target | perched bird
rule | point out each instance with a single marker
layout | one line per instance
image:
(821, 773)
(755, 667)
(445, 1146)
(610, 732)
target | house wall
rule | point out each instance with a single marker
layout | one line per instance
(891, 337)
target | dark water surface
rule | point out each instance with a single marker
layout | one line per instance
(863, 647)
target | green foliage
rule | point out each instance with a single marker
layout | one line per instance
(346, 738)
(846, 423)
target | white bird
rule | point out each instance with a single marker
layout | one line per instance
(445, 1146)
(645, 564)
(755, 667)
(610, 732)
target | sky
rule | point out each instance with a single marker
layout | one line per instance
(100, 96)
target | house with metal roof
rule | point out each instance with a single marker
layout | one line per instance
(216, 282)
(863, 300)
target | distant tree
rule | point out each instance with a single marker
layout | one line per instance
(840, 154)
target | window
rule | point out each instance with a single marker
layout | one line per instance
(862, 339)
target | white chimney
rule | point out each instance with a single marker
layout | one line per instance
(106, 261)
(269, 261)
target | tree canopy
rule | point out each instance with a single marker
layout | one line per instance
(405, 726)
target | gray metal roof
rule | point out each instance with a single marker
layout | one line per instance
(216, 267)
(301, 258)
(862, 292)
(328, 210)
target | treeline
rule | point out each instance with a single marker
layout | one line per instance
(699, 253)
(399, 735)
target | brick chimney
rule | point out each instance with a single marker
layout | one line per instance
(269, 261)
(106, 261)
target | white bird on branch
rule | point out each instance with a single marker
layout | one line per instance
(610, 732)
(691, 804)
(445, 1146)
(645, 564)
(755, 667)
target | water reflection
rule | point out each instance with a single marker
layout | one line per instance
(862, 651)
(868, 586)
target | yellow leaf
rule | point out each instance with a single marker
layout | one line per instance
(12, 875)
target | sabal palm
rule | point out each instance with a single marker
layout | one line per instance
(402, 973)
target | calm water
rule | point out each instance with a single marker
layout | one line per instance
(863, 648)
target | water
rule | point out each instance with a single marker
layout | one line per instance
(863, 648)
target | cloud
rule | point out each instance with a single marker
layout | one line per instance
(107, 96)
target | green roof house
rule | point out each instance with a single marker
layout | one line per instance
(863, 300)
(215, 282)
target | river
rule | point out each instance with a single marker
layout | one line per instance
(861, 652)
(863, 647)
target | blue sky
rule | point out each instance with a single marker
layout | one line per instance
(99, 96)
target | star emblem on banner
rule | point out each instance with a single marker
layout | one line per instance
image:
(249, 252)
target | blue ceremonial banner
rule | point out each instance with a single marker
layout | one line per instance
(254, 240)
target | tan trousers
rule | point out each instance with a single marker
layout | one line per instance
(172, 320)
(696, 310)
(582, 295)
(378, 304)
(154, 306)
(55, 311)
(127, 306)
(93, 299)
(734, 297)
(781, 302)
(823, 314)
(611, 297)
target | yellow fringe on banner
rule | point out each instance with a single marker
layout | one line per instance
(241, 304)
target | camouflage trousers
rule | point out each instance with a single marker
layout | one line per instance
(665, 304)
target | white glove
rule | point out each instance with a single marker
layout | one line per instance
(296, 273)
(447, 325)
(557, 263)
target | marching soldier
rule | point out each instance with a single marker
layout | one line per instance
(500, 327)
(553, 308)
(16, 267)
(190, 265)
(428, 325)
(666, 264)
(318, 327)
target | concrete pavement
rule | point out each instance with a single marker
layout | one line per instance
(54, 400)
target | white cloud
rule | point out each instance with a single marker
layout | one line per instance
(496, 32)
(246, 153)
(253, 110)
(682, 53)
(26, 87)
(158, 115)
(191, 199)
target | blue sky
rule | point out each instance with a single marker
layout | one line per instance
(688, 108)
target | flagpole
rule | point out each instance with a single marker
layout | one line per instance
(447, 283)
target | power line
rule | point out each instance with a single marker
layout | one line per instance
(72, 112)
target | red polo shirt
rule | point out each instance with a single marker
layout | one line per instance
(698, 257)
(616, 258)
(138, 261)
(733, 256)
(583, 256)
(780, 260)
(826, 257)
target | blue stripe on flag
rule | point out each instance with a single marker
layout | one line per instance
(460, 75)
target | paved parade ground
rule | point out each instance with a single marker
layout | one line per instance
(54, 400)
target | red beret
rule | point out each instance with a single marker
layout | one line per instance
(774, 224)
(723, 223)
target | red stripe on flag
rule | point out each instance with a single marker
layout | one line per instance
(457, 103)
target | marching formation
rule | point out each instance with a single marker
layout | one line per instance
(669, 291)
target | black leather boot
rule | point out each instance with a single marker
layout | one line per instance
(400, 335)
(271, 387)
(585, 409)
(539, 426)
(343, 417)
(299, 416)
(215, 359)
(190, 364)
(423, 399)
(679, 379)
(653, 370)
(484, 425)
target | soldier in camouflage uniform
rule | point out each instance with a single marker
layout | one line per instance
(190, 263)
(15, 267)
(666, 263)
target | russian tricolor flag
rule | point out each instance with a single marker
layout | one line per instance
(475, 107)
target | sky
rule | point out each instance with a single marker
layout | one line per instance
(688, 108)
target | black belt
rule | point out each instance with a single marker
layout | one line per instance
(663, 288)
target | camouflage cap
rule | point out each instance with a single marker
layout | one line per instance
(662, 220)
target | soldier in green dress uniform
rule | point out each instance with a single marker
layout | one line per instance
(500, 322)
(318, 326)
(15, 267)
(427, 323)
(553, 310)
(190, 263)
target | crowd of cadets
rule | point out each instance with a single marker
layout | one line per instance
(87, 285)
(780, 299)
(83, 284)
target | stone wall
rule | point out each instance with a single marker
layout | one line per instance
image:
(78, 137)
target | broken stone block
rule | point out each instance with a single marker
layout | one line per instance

____________________

What the task asks |
Copy all of the data. Keep every word exactly as it is.

Output |
target | perched bird
rule | point out each instance with a single marker
layout | one line per instance
image:
(821, 773)
(755, 667)
(445, 1146)
(610, 732)
target | house wall
rule | point out each instance with a single marker
layout | one line per instance
(891, 337)
target | dark water surface
rule | point out each instance with a single marker
layout | one line per instance
(863, 647)
target | green foliage
rule | point out each instance with a single marker
layout | one line per instance
(346, 738)
(846, 423)
target | white bird
rule | point out each instance with a single marker
layout | one line per instance
(445, 1146)
(645, 564)
(755, 667)
(610, 732)
target | sky
rule | point out each instance with a single marker
layout | one line per instance
(100, 96)
target | house with metal roof
rule | point out each instance with a single marker
layout | one line per instance
(216, 282)
(863, 300)
target | distant tree
rule | point out each instance with a single marker
layout | one line per instance
(840, 154)
target | window
rule | point out each instance with a single marker
layout | one line per instance
(862, 339)
target | white chimney
rule | point out each instance with a single marker
layout | one line per instance
(106, 261)
(269, 261)
target | tree canopy
rule | point out each instance with a single marker
layout | one line per instance
(405, 726)
target | gray metal roof
rule | point out each instance with a single marker
layout | one line per instance
(216, 267)
(301, 258)
(862, 292)
(328, 210)
target | treeline
rule | point out each instance with a single marker
layout | one line per instance
(699, 253)
(399, 735)
target | brick chimney
rule | point out each instance with a single marker
layout | one line per instance
(269, 261)
(106, 261)
target | white bird on branch
rule | point out each instance with a single marker
layout | one line per instance
(610, 732)
(691, 804)
(445, 1146)
(645, 564)
(755, 667)
target | water reflection
rule | point out each instance with a single marker
layout | one line per instance
(862, 651)
(868, 586)
target | yellow leaf
rule | point out each instance with a single marker
layout | one line per instance
(12, 875)
target | sabal palm
rule | point out each instance with a single marker
layout | one line per instance
(402, 973)
target | calm water
rule | point out each instance with a single marker
layout | one line per instance
(863, 648)
target | water
rule | point out each instance with a single marker
layout | one line per instance
(863, 648)
target | cloud
rule | point out each instance with a single marker
layout | one line per instance
(107, 96)
target | green roof house
rule | point out each instance with a single marker
layout | one line per instance
(863, 300)
(215, 282)
target | river
rule | point out each instance with a single marker
layout | one line per instance
(861, 652)
(863, 647)
target | blue sky
rule | point out each instance with a single marker
layout | one line per instance
(99, 96)
target | star emblem on banner
rule | point out each instance with a single marker
layout | one line per instance
image:
(249, 252)
target | blue ceremonial banner
rule | point out each instance with a single marker
layout | one line per instance
(254, 240)
target | tan trousers
rule | point out each instance with a single marker
layout | one line per instance
(172, 320)
(696, 310)
(582, 295)
(378, 304)
(154, 306)
(55, 311)
(127, 306)
(93, 299)
(734, 297)
(781, 302)
(823, 314)
(611, 297)
target | yellow fringe on banner
rule | point out each instance with a single marker
layout | one line per instance
(241, 304)
target | camouflage trousers
rule | point out each instance with a single marker
layout | one line per instance
(665, 304)
target | white glove
rule | point out each instance with a single marker
layout | one line per instance
(296, 273)
(447, 325)
(557, 263)
target | marching soldier
rule | point out each instance with a single marker
layout | one line per instance
(500, 327)
(553, 308)
(16, 267)
(190, 265)
(428, 325)
(666, 264)
(318, 327)
target | concrete pavement
rule | point out each instance with a single marker
layout | one line per instance
(54, 400)
target | white cloud
rule | point out each instance with a single marker
layout | one line per instance
(496, 32)
(246, 153)
(253, 110)
(682, 53)
(26, 87)
(158, 115)
(191, 199)
target | blue sky
rule | point out each instance with a single marker
layout | one line per instance
(688, 108)
target | flagpole
rule | point out each instance with a single marker
layout | one line per instance
(447, 283)
target | power line
rule | point out each instance with a single marker
layout | one line per instance
(72, 112)
target | red polo shirt
rule | point out each instance with a single marker
layout | one line per instance
(698, 257)
(616, 258)
(138, 261)
(733, 256)
(583, 256)
(780, 260)
(826, 257)
target | blue stripe on flag
rule | point out each instance with a single marker
layout | one line per instance
(460, 75)
target | paved parade ground
rule | point out each instance with a single marker
layout | one line per instance
(54, 400)
target | red beret
rule | point out each instance with a single marker
layout | one line per instance
(774, 224)
(723, 223)
target | red stripe on flag
rule | point out each instance with a single marker
layout | one line per instance
(457, 103)
target | marching formation
rule | point out each instance with a single marker
layout | one line per instance
(669, 291)
target | black leather boot
rule | point out each instance with a single marker
layout | one line per instance
(400, 335)
(271, 387)
(585, 409)
(539, 426)
(343, 417)
(299, 416)
(215, 359)
(190, 364)
(423, 399)
(679, 379)
(653, 370)
(484, 425)
target | soldier in camouflage uniform
rule | point out each instance with a single marker
layout | one line per instance
(190, 263)
(15, 267)
(666, 263)
target | russian tricolor flag
rule | point out each instance with a single marker
layout | one line per instance
(475, 107)
target | sky
rule | point out each instance with a single marker
layout | one line per instance
(688, 108)
target | black belt
rule | point out each instance with a single marker
layout | one line per instance
(663, 288)
target | camouflage cap
rule | point out each instance with a single marker
layout | one line per instance
(662, 220)
target | soldier in green dress uniform
rule | point out each instance with a single marker
layout | one line per instance
(500, 322)
(318, 326)
(15, 267)
(427, 323)
(553, 310)
(190, 263)
target | crowd of cadets
rule | point out each instance with a single marker
layout | one line per instance
(87, 285)
(780, 299)
(83, 284)
target | stone wall
rule | point out each instance with a single marker
layout | one line per instance
image:
(78, 137)
target | broken stone block
rule | point out each instance with a single marker
layout | one line per instance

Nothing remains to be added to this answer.